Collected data
§

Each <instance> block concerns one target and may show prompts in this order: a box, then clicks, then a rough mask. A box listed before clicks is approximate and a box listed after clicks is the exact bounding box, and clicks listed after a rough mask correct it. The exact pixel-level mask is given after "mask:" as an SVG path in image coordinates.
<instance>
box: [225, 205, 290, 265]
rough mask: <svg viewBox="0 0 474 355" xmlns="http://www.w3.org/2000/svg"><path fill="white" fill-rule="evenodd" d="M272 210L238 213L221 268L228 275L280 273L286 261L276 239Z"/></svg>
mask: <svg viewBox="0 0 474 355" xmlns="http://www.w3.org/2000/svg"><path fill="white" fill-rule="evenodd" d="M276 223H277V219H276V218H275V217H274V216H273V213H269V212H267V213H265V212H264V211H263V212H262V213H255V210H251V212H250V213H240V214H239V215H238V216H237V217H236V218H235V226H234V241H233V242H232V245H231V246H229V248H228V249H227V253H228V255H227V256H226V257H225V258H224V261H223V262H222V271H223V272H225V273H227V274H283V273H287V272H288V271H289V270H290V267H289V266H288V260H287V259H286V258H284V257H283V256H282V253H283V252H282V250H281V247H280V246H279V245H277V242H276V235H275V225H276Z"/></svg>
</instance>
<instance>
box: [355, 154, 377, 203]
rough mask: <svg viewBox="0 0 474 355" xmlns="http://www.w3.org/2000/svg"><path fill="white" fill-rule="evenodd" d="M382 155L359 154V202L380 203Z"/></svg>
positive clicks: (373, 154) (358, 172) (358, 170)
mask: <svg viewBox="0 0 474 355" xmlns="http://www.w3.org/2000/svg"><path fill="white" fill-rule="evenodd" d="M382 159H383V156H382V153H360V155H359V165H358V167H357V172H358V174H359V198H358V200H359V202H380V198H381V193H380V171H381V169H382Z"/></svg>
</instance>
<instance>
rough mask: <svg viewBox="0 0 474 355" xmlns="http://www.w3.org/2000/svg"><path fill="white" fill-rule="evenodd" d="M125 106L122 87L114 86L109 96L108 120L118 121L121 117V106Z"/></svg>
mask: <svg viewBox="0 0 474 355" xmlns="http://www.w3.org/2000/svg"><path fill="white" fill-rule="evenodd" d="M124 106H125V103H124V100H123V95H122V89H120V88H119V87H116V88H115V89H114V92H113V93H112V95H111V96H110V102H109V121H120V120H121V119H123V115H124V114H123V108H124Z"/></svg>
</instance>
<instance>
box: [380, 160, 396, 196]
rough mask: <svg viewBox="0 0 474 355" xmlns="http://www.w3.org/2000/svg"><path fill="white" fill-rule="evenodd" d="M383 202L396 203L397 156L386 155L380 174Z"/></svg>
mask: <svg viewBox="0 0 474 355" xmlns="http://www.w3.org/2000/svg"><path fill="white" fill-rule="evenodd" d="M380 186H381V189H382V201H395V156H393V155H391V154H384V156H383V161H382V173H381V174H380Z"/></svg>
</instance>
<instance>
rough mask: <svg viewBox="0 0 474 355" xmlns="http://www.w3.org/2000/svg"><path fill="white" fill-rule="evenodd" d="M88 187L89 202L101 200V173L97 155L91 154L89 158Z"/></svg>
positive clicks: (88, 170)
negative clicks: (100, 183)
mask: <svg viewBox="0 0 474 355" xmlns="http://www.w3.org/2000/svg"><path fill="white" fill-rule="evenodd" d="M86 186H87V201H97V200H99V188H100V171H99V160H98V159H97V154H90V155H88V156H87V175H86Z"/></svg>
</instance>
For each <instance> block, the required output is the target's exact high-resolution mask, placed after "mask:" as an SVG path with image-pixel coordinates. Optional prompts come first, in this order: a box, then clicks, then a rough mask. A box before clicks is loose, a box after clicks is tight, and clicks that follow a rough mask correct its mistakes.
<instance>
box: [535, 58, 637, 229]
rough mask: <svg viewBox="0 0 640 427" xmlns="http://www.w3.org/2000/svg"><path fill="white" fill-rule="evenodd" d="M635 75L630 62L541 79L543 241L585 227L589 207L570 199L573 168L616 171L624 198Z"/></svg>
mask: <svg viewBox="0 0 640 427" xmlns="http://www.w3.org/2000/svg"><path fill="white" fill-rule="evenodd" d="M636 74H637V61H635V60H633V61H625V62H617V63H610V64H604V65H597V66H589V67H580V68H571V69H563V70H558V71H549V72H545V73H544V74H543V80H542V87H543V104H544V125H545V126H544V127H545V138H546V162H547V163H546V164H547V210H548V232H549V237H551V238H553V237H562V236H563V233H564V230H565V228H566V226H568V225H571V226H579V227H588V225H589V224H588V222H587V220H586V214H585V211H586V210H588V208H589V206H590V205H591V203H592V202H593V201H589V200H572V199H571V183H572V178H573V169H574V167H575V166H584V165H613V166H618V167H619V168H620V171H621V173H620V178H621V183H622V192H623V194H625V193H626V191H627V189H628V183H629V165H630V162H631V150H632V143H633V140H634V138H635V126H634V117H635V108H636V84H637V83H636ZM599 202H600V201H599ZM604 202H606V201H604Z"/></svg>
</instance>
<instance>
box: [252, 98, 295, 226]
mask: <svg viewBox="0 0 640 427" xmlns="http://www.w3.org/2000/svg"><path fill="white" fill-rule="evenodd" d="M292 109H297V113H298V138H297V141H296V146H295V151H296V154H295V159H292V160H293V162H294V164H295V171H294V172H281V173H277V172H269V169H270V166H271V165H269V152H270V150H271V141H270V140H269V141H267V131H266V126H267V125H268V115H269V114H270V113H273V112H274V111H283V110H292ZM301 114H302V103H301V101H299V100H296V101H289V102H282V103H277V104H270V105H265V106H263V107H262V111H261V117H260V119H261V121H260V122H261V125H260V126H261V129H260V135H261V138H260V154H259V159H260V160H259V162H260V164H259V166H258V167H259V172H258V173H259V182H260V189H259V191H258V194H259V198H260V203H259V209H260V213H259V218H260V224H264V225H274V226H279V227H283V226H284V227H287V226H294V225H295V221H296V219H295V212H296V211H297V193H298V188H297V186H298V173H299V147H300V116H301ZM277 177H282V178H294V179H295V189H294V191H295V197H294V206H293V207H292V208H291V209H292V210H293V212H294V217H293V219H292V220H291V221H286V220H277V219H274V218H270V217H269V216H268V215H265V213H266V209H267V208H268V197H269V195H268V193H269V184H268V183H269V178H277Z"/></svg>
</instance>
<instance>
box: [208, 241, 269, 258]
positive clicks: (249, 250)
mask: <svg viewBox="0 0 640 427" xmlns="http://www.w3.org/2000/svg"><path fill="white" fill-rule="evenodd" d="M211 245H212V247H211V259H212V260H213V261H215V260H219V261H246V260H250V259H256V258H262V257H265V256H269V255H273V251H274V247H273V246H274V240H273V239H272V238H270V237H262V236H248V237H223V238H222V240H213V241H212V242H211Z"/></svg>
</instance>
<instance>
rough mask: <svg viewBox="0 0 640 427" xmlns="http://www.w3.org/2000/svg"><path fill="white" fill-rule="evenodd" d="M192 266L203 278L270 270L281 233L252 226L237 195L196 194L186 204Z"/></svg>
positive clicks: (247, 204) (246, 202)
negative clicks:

§

• Prompt
Copy every one of the records above word for word.

• Response to the exercise
Each <instance> block concerns one target and may show prompts in this order: a box, then clicks, then a rough mask. A box listed before clicks is approximate and a box listed after clicks is the exact bounding box, and clicks listed after a rough mask correct it. The exact pixel-level mask is given after "mask:" as an SVG path in image coordinates.
<instance>
box: [225, 205, 290, 265]
rough mask: <svg viewBox="0 0 474 355" xmlns="http://www.w3.org/2000/svg"><path fill="white" fill-rule="evenodd" d="M272 210L238 213L221 268L228 275L280 273L286 261L276 239Z"/></svg>
mask: <svg viewBox="0 0 474 355" xmlns="http://www.w3.org/2000/svg"><path fill="white" fill-rule="evenodd" d="M276 223H277V219H276V218H275V217H274V216H273V213H269V212H267V213H265V212H264V211H263V212H262V213H255V210H251V212H250V213H240V214H239V215H238V216H237V217H236V218H235V226H234V241H233V242H232V245H231V246H229V248H228V249H227V253H228V255H227V256H226V257H225V258H224V261H223V262H222V271H223V272H225V273H227V274H283V273H287V272H288V271H289V270H290V267H289V266H288V260H287V259H286V258H284V257H283V256H282V253H283V252H282V250H281V247H280V246H279V245H277V242H276V235H275V225H276Z"/></svg>
</instance>
<instance>
box: [355, 154, 377, 203]
rough mask: <svg viewBox="0 0 474 355" xmlns="http://www.w3.org/2000/svg"><path fill="white" fill-rule="evenodd" d="M382 155L359 154V202L380 203Z"/></svg>
positive clicks: (373, 154) (358, 172) (358, 170)
mask: <svg viewBox="0 0 474 355" xmlns="http://www.w3.org/2000/svg"><path fill="white" fill-rule="evenodd" d="M382 159H383V156H382V153H360V155H359V165H358V167H357V172H358V174H359V198H358V200H359V202H380V198H381V193H380V171H381V169H382Z"/></svg>
</instance>
<instance>
rough mask: <svg viewBox="0 0 474 355" xmlns="http://www.w3.org/2000/svg"><path fill="white" fill-rule="evenodd" d="M125 106L122 87L114 86L109 96L108 120L118 121L121 117V106Z"/></svg>
mask: <svg viewBox="0 0 474 355" xmlns="http://www.w3.org/2000/svg"><path fill="white" fill-rule="evenodd" d="M124 106H125V103H124V100H123V95H122V89H120V88H119V87H116V88H115V89H114V92H113V93H112V95H111V96H110V102H109V121H120V120H121V119H123V115H124V114H123V108H124Z"/></svg>
</instance>
<instance>
box: [380, 160, 396, 196]
rough mask: <svg viewBox="0 0 474 355" xmlns="http://www.w3.org/2000/svg"><path fill="white" fill-rule="evenodd" d="M383 202L396 203L397 156L386 155L380 174Z"/></svg>
mask: <svg viewBox="0 0 474 355" xmlns="http://www.w3.org/2000/svg"><path fill="white" fill-rule="evenodd" d="M380 186H381V189H382V201H395V156H393V155H391V154H384V156H383V161H382V173H381V174H380Z"/></svg>
</instance>
<instance>
rough mask: <svg viewBox="0 0 474 355" xmlns="http://www.w3.org/2000/svg"><path fill="white" fill-rule="evenodd" d="M88 187L89 202L101 200V173L97 155L91 154L89 158Z"/></svg>
positive clicks: (88, 170)
negative clicks: (100, 183)
mask: <svg viewBox="0 0 474 355" xmlns="http://www.w3.org/2000/svg"><path fill="white" fill-rule="evenodd" d="M86 186H87V201H97V200H99V188H100V171H99V160H98V159H97V154H90V155H88V156H87V175H86Z"/></svg>
</instance>
For each <instance> block, the required output is the target's exact high-resolution mask, placed after "mask:" as an SVG path with image-pixel coordinates. Optional prompts come first, in this order: a box, then clicks, then a rough mask. A box before clicks is loose, a box after clicks is tight, and clicks that follow a rough mask correct its mistakes.
<instance>
box: [535, 58, 637, 229]
rough mask: <svg viewBox="0 0 640 427" xmlns="http://www.w3.org/2000/svg"><path fill="white" fill-rule="evenodd" d="M635 75L630 62L541 79L543 241L585 227L589 207L570 199L573 168L616 171L624 198Z"/></svg>
mask: <svg viewBox="0 0 640 427" xmlns="http://www.w3.org/2000/svg"><path fill="white" fill-rule="evenodd" d="M636 74H637V61H635V60H633V61H625V62H617V63H610V64H604V65H597V66H589V67H580V68H571V69H563V70H558V71H549V72H545V73H544V74H543V80H542V87H543V104H544V125H545V126H544V127H545V138H546V162H547V163H546V164H547V210H548V232H549V237H551V238H553V237H562V236H563V233H564V230H565V228H566V226H568V225H571V226H579V227H588V225H589V224H588V222H587V220H586V214H585V211H586V210H588V208H589V206H590V205H591V203H592V202H593V201H589V200H572V199H571V183H572V178H573V169H574V167H575V166H584V165H613V166H618V167H619V168H620V171H621V173H620V178H621V183H622V192H623V194H625V193H626V191H627V189H628V183H629V165H630V162H631V150H632V143H633V140H634V138H635V126H634V117H635V108H636V84H637V83H636ZM599 202H600V201H599ZM604 202H606V201H604Z"/></svg>
</instance>
<instance>
box: [252, 98, 295, 226]
mask: <svg viewBox="0 0 640 427" xmlns="http://www.w3.org/2000/svg"><path fill="white" fill-rule="evenodd" d="M292 109H297V113H298V138H297V141H296V146H295V151H296V154H295V159H292V160H293V162H294V164H295V171H294V172H281V173H277V172H269V169H270V166H271V165H269V152H270V150H271V141H270V140H269V141H267V131H266V126H267V125H268V115H269V114H270V113H273V112H274V111H283V110H292ZM301 114H302V103H301V101H299V100H296V101H289V102H282V103H277V104H270V105H265V106H263V107H262V111H261V117H260V119H261V121H260V122H261V125H260V126H261V129H260V135H261V138H260V154H259V159H260V160H259V162H260V164H259V166H258V167H259V172H258V173H259V182H260V189H259V191H258V194H259V198H260V203H259V209H260V213H259V218H260V224H264V225H274V226H279V227H283V226H284V227H287V226H294V225H295V221H296V219H295V212H296V211H297V193H298V188H297V186H298V173H299V147H300V116H301ZM277 177H282V178H294V179H295V189H294V191H295V197H294V206H293V207H292V208H291V209H292V210H293V212H294V217H293V219H292V220H291V221H286V220H277V219H274V218H270V217H269V216H268V215H265V213H266V209H267V208H268V197H269V195H268V193H269V184H268V183H269V178H277Z"/></svg>
</instance>
<instance>
box: [208, 241, 269, 258]
positive clicks: (249, 250)
mask: <svg viewBox="0 0 640 427" xmlns="http://www.w3.org/2000/svg"><path fill="white" fill-rule="evenodd" d="M211 245H212V247H211V259H212V260H213V261H215V260H219V261H246V260H250V259H256V258H262V257H265V256H269V255H273V251H274V247H273V246H274V240H273V239H272V238H270V237H262V236H248V237H223V238H222V240H213V241H212V242H211Z"/></svg>
</instance>
<instance>
rough mask: <svg viewBox="0 0 640 427" xmlns="http://www.w3.org/2000/svg"><path fill="white" fill-rule="evenodd" d="M192 266L203 278L270 270L281 233L252 226L237 195L196 194L186 204Z"/></svg>
positive clicks: (247, 204) (246, 202)
negative clicks:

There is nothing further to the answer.